Problem statement |
Each record that follows should be repeated exactly, minus any images.

Data to examine |
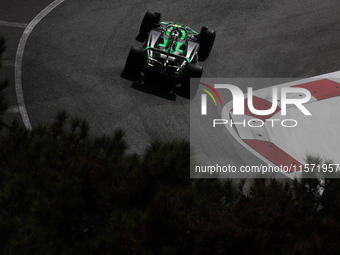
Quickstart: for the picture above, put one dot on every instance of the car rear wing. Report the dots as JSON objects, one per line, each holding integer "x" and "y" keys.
{"x": 167, "y": 53}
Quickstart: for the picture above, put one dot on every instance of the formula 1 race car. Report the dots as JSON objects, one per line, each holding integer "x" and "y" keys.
{"x": 170, "y": 49}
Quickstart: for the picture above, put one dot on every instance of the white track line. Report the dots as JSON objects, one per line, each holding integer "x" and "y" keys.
{"x": 19, "y": 56}
{"x": 12, "y": 24}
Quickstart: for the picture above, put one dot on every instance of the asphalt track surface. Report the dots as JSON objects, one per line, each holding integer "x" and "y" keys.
{"x": 74, "y": 57}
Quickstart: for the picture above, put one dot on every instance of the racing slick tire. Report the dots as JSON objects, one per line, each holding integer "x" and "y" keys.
{"x": 135, "y": 60}
{"x": 191, "y": 71}
{"x": 207, "y": 39}
{"x": 150, "y": 18}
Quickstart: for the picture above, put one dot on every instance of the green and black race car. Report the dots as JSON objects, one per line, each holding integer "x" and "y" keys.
{"x": 171, "y": 49}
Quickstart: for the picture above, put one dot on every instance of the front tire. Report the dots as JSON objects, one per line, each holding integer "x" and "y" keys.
{"x": 207, "y": 39}
{"x": 135, "y": 60}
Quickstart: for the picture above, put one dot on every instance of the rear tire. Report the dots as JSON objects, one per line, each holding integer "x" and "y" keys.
{"x": 150, "y": 18}
{"x": 207, "y": 39}
{"x": 135, "y": 60}
{"x": 191, "y": 71}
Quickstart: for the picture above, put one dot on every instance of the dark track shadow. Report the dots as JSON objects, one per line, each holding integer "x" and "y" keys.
{"x": 161, "y": 87}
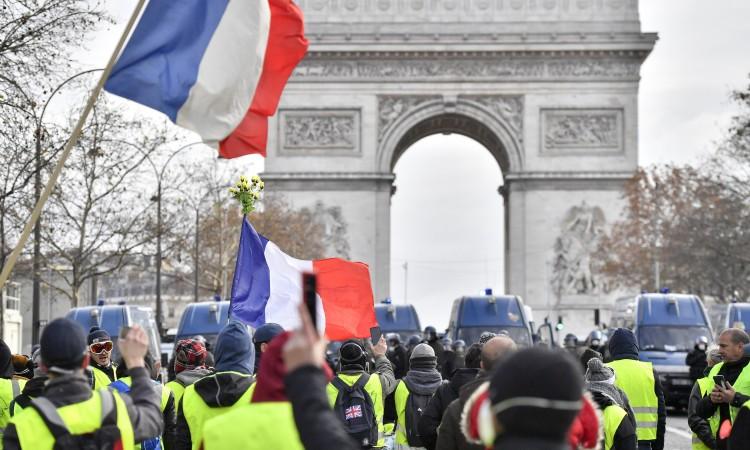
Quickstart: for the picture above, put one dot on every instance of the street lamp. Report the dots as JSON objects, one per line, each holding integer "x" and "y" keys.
{"x": 36, "y": 288}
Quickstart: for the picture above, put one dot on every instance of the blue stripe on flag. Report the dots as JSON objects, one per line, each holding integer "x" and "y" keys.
{"x": 160, "y": 64}
{"x": 251, "y": 285}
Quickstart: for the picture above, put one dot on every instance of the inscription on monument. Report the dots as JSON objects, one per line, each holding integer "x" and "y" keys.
{"x": 582, "y": 131}
{"x": 330, "y": 131}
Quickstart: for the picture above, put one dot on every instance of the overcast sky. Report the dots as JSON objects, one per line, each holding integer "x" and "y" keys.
{"x": 453, "y": 247}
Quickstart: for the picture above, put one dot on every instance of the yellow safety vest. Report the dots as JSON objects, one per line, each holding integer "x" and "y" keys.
{"x": 177, "y": 390}
{"x": 80, "y": 418}
{"x": 636, "y": 378}
{"x": 374, "y": 389}
{"x": 9, "y": 389}
{"x": 253, "y": 426}
{"x": 101, "y": 379}
{"x": 713, "y": 422}
{"x": 197, "y": 412}
{"x": 613, "y": 415}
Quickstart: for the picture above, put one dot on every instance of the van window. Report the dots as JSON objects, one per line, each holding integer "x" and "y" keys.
{"x": 670, "y": 310}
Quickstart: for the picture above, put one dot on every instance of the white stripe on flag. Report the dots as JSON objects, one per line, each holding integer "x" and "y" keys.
{"x": 286, "y": 288}
{"x": 229, "y": 72}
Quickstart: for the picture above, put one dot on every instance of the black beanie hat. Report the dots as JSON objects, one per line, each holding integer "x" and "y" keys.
{"x": 537, "y": 392}
{"x": 63, "y": 345}
{"x": 352, "y": 355}
{"x": 96, "y": 334}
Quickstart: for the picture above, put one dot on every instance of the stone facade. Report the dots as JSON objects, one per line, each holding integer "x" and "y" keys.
{"x": 549, "y": 87}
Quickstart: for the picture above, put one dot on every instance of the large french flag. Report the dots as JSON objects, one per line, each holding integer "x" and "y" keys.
{"x": 216, "y": 67}
{"x": 267, "y": 288}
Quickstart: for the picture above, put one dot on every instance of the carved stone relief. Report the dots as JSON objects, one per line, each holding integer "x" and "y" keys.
{"x": 582, "y": 130}
{"x": 334, "y": 131}
{"x": 573, "y": 270}
{"x": 393, "y": 107}
{"x": 323, "y": 69}
{"x": 508, "y": 107}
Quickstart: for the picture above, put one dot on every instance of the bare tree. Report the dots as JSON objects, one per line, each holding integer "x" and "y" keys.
{"x": 98, "y": 211}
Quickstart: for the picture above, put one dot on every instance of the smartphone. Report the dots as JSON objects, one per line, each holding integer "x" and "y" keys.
{"x": 309, "y": 296}
{"x": 124, "y": 331}
{"x": 375, "y": 335}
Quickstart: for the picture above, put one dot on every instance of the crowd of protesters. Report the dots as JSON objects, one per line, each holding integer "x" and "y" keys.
{"x": 276, "y": 389}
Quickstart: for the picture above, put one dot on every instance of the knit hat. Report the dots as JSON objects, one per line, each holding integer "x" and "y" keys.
{"x": 352, "y": 356}
{"x": 96, "y": 334}
{"x": 189, "y": 354}
{"x": 543, "y": 405}
{"x": 63, "y": 345}
{"x": 598, "y": 372}
{"x": 423, "y": 357}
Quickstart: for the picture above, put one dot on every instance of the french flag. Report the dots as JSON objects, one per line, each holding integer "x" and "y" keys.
{"x": 267, "y": 288}
{"x": 216, "y": 67}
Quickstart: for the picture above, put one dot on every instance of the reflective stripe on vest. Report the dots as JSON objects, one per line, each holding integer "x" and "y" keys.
{"x": 177, "y": 390}
{"x": 613, "y": 415}
{"x": 374, "y": 389}
{"x": 741, "y": 385}
{"x": 101, "y": 379}
{"x": 9, "y": 389}
{"x": 80, "y": 418}
{"x": 713, "y": 422}
{"x": 197, "y": 412}
{"x": 636, "y": 378}
{"x": 272, "y": 427}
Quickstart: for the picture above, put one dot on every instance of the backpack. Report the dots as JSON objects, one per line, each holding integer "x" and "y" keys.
{"x": 415, "y": 407}
{"x": 107, "y": 437}
{"x": 355, "y": 410}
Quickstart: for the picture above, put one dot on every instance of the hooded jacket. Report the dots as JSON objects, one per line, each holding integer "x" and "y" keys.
{"x": 622, "y": 345}
{"x": 235, "y": 356}
{"x": 433, "y": 414}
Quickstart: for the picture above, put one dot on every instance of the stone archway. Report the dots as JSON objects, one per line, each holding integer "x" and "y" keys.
{"x": 550, "y": 87}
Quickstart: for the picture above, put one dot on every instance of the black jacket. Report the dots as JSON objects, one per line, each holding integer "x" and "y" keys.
{"x": 450, "y": 436}
{"x": 399, "y": 360}
{"x": 740, "y": 437}
{"x": 143, "y": 404}
{"x": 318, "y": 426}
{"x": 622, "y": 345}
{"x": 696, "y": 360}
{"x": 706, "y": 408}
{"x": 624, "y": 437}
{"x": 698, "y": 424}
{"x": 216, "y": 390}
{"x": 433, "y": 414}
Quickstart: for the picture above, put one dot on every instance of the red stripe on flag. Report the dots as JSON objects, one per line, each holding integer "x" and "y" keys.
{"x": 346, "y": 292}
{"x": 285, "y": 49}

Answer for this exercise |
Quickstart: for the picture above, put one dot on every instance of the car rear wing. Report the dots as JSON objects, one per line, each holding integer "x" and "y" keys.
{"x": 167, "y": 53}
Quickstart: for the picture above, put one dot on every instance of the formula 1 race car. Report the dots as JSON objects, one per line, each holding integer "x" and "y" keys.
{"x": 170, "y": 49}
Quickstart: for the picture above, put one dot on every instance of the white track line. Report the dots as JSON objects, one per line, each holding integer "x" and "y" keys.
{"x": 19, "y": 56}
{"x": 12, "y": 24}
Quickstart: for the picture above, put one dot on every instance of the asphalt track surface. Report the dots as JSON objects, one per line, each holding integer "x" and "y" keys.
{"x": 74, "y": 57}
Quickstart: for the picture above, put one dot on every instance of the racing slick tire. Report the dots as JSON objects, one per line, each holding integer "x" and "y" keys.
{"x": 135, "y": 60}
{"x": 191, "y": 71}
{"x": 207, "y": 39}
{"x": 150, "y": 18}
Quickstart: for the picture above, put one dot on every instance of the green and black race car. Report the dots as JSON objects, one per line, each holding integer "x" and "y" keys.
{"x": 171, "y": 49}
Quickstart: for the picture above, put one dot on every instance of the front tire. Report the dots as JSON objects, one per line, each holding integer "x" and "y" keys.
{"x": 207, "y": 39}
{"x": 135, "y": 60}
Quickstart: for the picture above, put one dot on every instance of the rear tire. Report the dots as JSON objects, one per line, each holding integer "x" and "y" keys.
{"x": 150, "y": 18}
{"x": 207, "y": 39}
{"x": 135, "y": 60}
{"x": 191, "y": 71}
Quickstart: for the picture above, put one dot on every instance of the dark track shadow. Report the dots as JSON objects, one per line, each holding integer "x" and "y" keys.
{"x": 161, "y": 87}
Quickstart: for the picture above, put one dot on every instance of the street lamp. Report the dots as JSON objects, one per line, each holding integer "x" and "y" keys.
{"x": 36, "y": 288}
Quickstart: for the picture above, put one dot on every instance of the blue stripe on flag. Report the dots as JSON objects, one per line, each holding integer "x" and "y" keys.
{"x": 160, "y": 64}
{"x": 251, "y": 285}
Quickstart: for the picture above, put one dot on every instance of the inscription on monument. Report the dots as JSON objects, one per line, each holding integer "x" and "y" keys.
{"x": 582, "y": 131}
{"x": 330, "y": 131}
Quickstart: for the picture above, put one dot on every instance of the overcast sky. Report the dots as JSON objects, one per line, each holding integer "x" and "y" keys.
{"x": 453, "y": 247}
Quickstart: for the picture above, put one dot on every instance of the yellow safety vest. Report the dots as JSON objects, one per line, each holding integer "x" and "y" keys.
{"x": 177, "y": 390}
{"x": 80, "y": 418}
{"x": 636, "y": 378}
{"x": 374, "y": 389}
{"x": 9, "y": 389}
{"x": 253, "y": 426}
{"x": 101, "y": 379}
{"x": 713, "y": 422}
{"x": 197, "y": 412}
{"x": 613, "y": 415}
Quickstart: for the picture above, put one dot on every instance of the van window. Report the dots as JSON objects, one per line, each holding integer "x" and "y" keys.
{"x": 670, "y": 310}
Quickstart: for the picture above, put one dot on every instance of the white stripe on flag. Report the dots as JSON objects, one per line, each holding integer "x" and "y" keys.
{"x": 286, "y": 288}
{"x": 229, "y": 72}
Quickstart: for the picture above, put one dot on every instance of the black beanie hat. Report the dots as JSON objects, one per line, each holding integer "x" and "y" keys.
{"x": 537, "y": 392}
{"x": 63, "y": 345}
{"x": 352, "y": 355}
{"x": 96, "y": 334}
Quickstart: for the picture above, put one dot on every instance of the stone facade. Report the dots as JSON objects, one per line, each holding integer "x" and "y" keys.
{"x": 549, "y": 87}
Quickstart: for the picture above, put one dot on every instance of the large french flag. Report the dots as JSON objects, one per line, each holding integer "x" and "y" keys.
{"x": 216, "y": 67}
{"x": 267, "y": 288}
Quickstart: for the picture above, put one dot on every instance of the carved stone relief. Report the dots as JSON objects, one per line, each holding integer "x" and "y" keys.
{"x": 582, "y": 130}
{"x": 334, "y": 131}
{"x": 573, "y": 270}
{"x": 393, "y": 107}
{"x": 323, "y": 69}
{"x": 508, "y": 107}
Quickstart: for the picture above, put one dot on every instance of the bare tree. Report the dots as JSON objects, one per line, each holding integer "x" and "y" keys.
{"x": 98, "y": 211}
Quickstart: for the picture above, put one dot on every instance of the smartphone. Report the dots as JSON objects, one per line, each holding integer "x" and "y" keys.
{"x": 309, "y": 296}
{"x": 124, "y": 331}
{"x": 375, "y": 335}
Quickstart: for the picture above, put one dot on every instance of the crowd of protesters. Report the dots as JSON objects, one per line, each holding integer "x" and "y" keys.
{"x": 276, "y": 389}
Quickstart: for the picture above, put one dot on every instance of the knit hat. Report the dots as JSON objects, one per line, each holding integer "x" and "y" keys.
{"x": 352, "y": 356}
{"x": 96, "y": 334}
{"x": 189, "y": 354}
{"x": 543, "y": 405}
{"x": 63, "y": 345}
{"x": 598, "y": 372}
{"x": 423, "y": 357}
Quickstart: for the picture above, put one dot on every instance of the french flag. Report the dots as JSON objects, one per line, each holding integer "x" and "y" keys.
{"x": 267, "y": 288}
{"x": 216, "y": 67}
Quickstart: for the picture above, put one dot on every instance of the reflective stripe on vest. Report the dots as JSON objects, one per line, each holding integer "x" and "y" keys.
{"x": 177, "y": 390}
{"x": 613, "y": 415}
{"x": 374, "y": 389}
{"x": 741, "y": 385}
{"x": 101, "y": 379}
{"x": 9, "y": 389}
{"x": 80, "y": 418}
{"x": 713, "y": 422}
{"x": 197, "y": 412}
{"x": 636, "y": 378}
{"x": 272, "y": 427}
Quickstart: for the picture above, put one dot on every instance of the backpack. Report the dots as JSON objects, one per line, each holding integer "x" and "y" keys.
{"x": 415, "y": 407}
{"x": 107, "y": 437}
{"x": 355, "y": 410}
Quickstart: for the picture above, put one dot on every instance of the hooded jacket. Report the dots as JSON objects, one per line, each holding integer "x" and "y" keys.
{"x": 622, "y": 345}
{"x": 235, "y": 356}
{"x": 433, "y": 414}
Quickstart: for the picture above, put one dot on every instance of the stone archway. Report the dots as JSON objects, one per line, each holding integer "x" and "y" keys.
{"x": 550, "y": 87}
Quickstart: for the picture above, put one dot on every instance of the black jacket. Report the dots as JSON objects, one per line, each holding integer "x" and "y" keys.
{"x": 450, "y": 436}
{"x": 399, "y": 360}
{"x": 740, "y": 437}
{"x": 143, "y": 404}
{"x": 318, "y": 426}
{"x": 622, "y": 345}
{"x": 696, "y": 360}
{"x": 706, "y": 408}
{"x": 624, "y": 437}
{"x": 698, "y": 424}
{"x": 216, "y": 390}
{"x": 433, "y": 414}
Quickstart: for the picture above, put one dot on every instance of the red stripe on flag. Report the dots as JSON objects, one per line, each holding integer "x" and "y" keys.
{"x": 346, "y": 292}
{"x": 285, "y": 49}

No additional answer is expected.